* Start Extracted records *
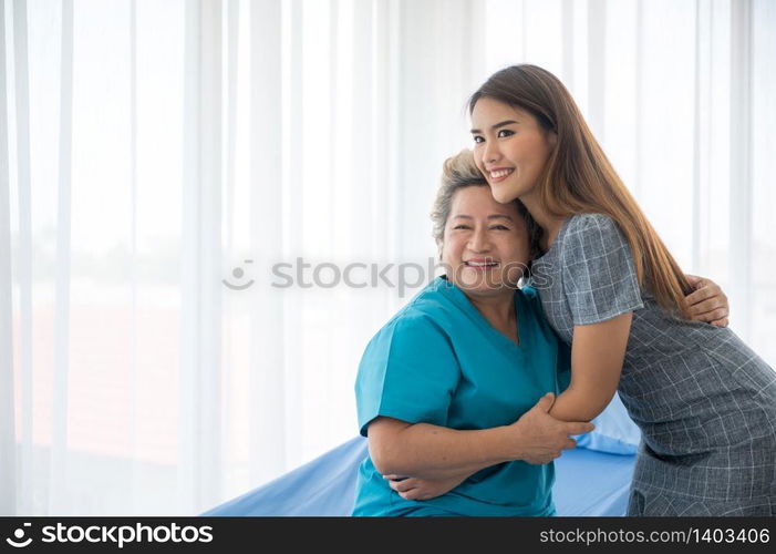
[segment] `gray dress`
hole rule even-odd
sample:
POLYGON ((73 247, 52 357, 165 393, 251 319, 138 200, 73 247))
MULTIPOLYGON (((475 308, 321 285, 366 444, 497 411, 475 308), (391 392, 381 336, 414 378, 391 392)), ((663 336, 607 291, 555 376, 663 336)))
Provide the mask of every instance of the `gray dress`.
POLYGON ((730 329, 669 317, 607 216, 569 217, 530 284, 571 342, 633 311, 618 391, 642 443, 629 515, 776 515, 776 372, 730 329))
* End Extracted records *
* Start Extracted records *
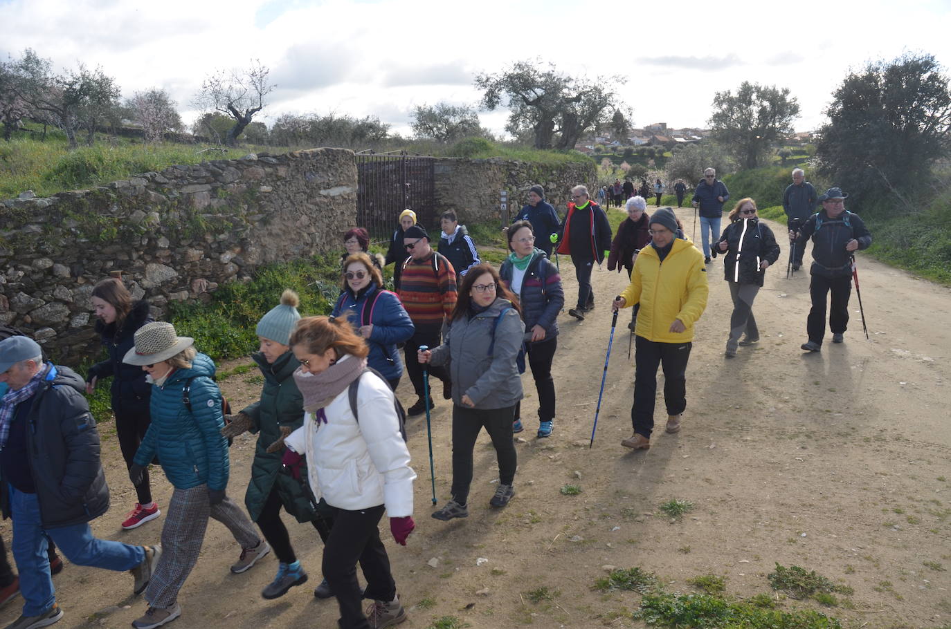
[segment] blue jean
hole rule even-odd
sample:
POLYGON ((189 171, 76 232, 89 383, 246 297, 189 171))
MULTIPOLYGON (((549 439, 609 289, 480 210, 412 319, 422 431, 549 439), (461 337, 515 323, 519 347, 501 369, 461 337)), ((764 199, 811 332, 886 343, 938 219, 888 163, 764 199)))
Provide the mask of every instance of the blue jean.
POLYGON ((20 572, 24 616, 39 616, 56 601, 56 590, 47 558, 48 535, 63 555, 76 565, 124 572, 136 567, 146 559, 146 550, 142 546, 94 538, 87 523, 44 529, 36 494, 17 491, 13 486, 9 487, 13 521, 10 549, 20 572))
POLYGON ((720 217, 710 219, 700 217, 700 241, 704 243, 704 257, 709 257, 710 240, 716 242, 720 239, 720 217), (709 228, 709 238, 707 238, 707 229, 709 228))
* End Extracted records *
* Start Extracted records *
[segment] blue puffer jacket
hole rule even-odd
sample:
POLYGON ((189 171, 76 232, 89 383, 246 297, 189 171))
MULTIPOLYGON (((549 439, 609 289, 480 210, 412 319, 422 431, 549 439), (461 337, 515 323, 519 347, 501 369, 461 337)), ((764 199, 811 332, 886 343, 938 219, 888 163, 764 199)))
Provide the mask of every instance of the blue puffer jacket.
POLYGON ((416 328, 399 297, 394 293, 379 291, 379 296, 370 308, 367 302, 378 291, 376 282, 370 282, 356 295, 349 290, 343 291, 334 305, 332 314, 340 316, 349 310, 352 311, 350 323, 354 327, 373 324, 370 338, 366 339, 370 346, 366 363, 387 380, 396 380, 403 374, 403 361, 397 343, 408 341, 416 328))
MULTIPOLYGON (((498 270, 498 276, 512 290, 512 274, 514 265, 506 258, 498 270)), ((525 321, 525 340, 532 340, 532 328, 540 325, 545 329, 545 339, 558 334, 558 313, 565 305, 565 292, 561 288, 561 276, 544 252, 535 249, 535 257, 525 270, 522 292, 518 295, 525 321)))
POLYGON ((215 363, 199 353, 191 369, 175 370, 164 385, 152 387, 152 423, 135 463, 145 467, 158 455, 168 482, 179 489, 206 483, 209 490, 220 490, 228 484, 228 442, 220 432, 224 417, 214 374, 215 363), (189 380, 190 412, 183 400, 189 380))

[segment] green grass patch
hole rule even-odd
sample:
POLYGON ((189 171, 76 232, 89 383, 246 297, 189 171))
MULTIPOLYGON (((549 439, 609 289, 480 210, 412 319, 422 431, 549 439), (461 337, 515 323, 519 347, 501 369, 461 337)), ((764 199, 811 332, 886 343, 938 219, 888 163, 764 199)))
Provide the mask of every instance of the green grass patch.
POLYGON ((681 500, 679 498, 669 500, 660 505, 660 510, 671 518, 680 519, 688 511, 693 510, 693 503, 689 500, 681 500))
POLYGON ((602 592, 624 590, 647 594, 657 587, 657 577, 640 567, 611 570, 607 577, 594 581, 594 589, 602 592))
* End Extracted records *
:: Problem requirements ::
How many lines in the rows above contain the string "instance" when case is matched? Reply with the number alone.

:: Full answer ::
4